Copy each of the records below line for line, without changing a single character.

===

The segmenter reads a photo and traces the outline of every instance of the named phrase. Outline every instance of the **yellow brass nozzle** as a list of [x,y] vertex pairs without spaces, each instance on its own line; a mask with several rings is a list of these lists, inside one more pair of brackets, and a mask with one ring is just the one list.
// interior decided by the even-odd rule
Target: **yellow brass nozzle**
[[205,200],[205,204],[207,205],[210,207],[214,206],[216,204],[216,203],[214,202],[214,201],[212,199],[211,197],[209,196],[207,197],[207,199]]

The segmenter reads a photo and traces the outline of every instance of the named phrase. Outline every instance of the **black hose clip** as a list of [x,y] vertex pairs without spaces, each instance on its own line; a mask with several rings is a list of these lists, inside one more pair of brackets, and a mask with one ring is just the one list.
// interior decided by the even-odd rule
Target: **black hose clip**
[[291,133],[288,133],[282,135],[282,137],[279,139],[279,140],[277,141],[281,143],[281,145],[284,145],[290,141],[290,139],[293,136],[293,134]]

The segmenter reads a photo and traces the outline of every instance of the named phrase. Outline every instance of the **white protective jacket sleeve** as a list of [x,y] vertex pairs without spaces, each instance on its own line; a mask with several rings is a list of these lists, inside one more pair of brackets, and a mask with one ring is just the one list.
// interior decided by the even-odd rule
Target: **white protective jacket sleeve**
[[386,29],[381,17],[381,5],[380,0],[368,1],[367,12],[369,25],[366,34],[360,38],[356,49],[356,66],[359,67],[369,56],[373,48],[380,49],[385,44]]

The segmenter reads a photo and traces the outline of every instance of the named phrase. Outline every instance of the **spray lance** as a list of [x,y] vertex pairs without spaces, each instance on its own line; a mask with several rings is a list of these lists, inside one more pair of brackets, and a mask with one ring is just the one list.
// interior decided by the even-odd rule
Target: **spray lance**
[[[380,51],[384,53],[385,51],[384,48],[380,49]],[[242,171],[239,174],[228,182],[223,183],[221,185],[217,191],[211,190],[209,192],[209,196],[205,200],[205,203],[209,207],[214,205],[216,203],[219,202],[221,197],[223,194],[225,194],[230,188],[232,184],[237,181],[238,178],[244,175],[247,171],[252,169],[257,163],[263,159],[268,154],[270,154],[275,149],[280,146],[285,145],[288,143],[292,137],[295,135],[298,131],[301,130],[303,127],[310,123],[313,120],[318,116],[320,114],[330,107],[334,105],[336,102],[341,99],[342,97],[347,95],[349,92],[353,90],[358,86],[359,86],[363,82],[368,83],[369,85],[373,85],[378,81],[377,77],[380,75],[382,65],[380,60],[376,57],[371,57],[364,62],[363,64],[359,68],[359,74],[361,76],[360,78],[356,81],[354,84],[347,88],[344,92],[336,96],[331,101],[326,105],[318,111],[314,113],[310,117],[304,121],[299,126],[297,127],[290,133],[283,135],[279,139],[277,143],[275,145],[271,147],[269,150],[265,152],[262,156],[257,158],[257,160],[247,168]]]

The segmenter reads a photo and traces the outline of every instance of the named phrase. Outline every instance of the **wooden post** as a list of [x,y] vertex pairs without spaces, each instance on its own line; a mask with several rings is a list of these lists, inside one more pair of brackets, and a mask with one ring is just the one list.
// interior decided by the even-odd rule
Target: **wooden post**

===

Exercise response
The segmenter reads a photo and traces the outline of every instance of the named phrase. Outline every instance of the **yellow brass nozzle** as a list of [x,y] vertex pairs without spaces, each instance on its own line; a mask with several rings is a list of these lists, inside one more pair of brackets, and a mask with one ring is just the one list.
// interior decided by the even-odd rule
Target: **yellow brass nozzle**
[[205,200],[205,204],[207,205],[210,207],[214,206],[216,204],[216,203],[214,202],[214,201],[212,199],[211,197],[209,196],[207,197],[207,199]]

The segmenter reads a photo and traces the outline of every instance of the named phrase. Outline every instance of the **black hose clip** as a list of [x,y] vertex pairs without spaces, each instance on its own line; a mask with several rings is a list of these lists, inside one more pair of brackets, and a mask with one ring is just the one list.
// interior decided by the even-odd rule
Target: **black hose clip**
[[291,133],[288,133],[282,135],[282,137],[279,139],[279,140],[277,141],[281,143],[281,145],[284,145],[290,141],[290,139],[293,136],[293,134]]

The segmenter reads a photo and traces the outline of every instance of the named phrase. Outline every instance of the **white protective jacket sleeve** as a list of [x,y] vertex pairs without spaces, each instance on its own line; a mask with several rings is a list of these lists, inside one more pair of brackets, and a mask with one ring is just the one list.
// interior decided by the even-odd rule
Target: **white protective jacket sleeve**
[[386,29],[381,17],[381,5],[380,0],[368,1],[367,12],[369,25],[366,34],[360,38],[356,49],[356,66],[359,67],[369,56],[373,48],[380,49],[385,44]]

The segmenter reads a photo and traces the outline of every instance of the named phrase. Outline every instance of the **spray lance** as a list of [x,y] vertex pairs without spaces, each instance on its own line; a mask with several rings is a list of these lists, inside one more pair of brackets, and a mask with one ring is just the one list.
// interior decided by the even-odd rule
Target: **spray lance**
[[[380,51],[384,53],[385,51],[384,48],[380,49]],[[242,171],[239,174],[228,182],[223,183],[221,185],[217,191],[211,190],[209,192],[209,196],[205,200],[205,203],[209,207],[214,205],[216,203],[219,202],[221,197],[223,194],[225,194],[230,188],[232,184],[237,181],[238,178],[244,175],[247,171],[252,169],[257,163],[263,159],[268,154],[270,154],[275,149],[280,146],[285,145],[288,143],[292,137],[295,135],[298,131],[301,130],[303,127],[310,123],[313,120],[318,116],[320,114],[330,107],[334,105],[336,102],[341,99],[342,97],[347,95],[349,92],[353,90],[358,86],[359,86],[363,82],[368,83],[369,85],[373,85],[378,81],[377,77],[380,75],[382,65],[380,60],[376,57],[371,57],[364,62],[363,64],[359,68],[359,74],[361,76],[360,78],[356,81],[354,84],[347,88],[344,92],[336,96],[331,101],[326,105],[318,111],[314,113],[310,117],[304,121],[299,126],[297,127],[290,133],[283,135],[279,139],[277,143],[275,145],[271,147],[269,150],[265,152],[262,156],[257,158],[257,160],[247,168]]]

The segmenter reads a photo and traces the outline of every instance of the named phrase. Outline every instance of the **wooden post** as a list of [x,y] vertex pairs without spaces, each instance on its own line; a mask with several rings is a list of these lists, inside one more pair of brackets, and a mask with one ring is just the one list.
// interior decided by the even-odd rule
Target: **wooden post**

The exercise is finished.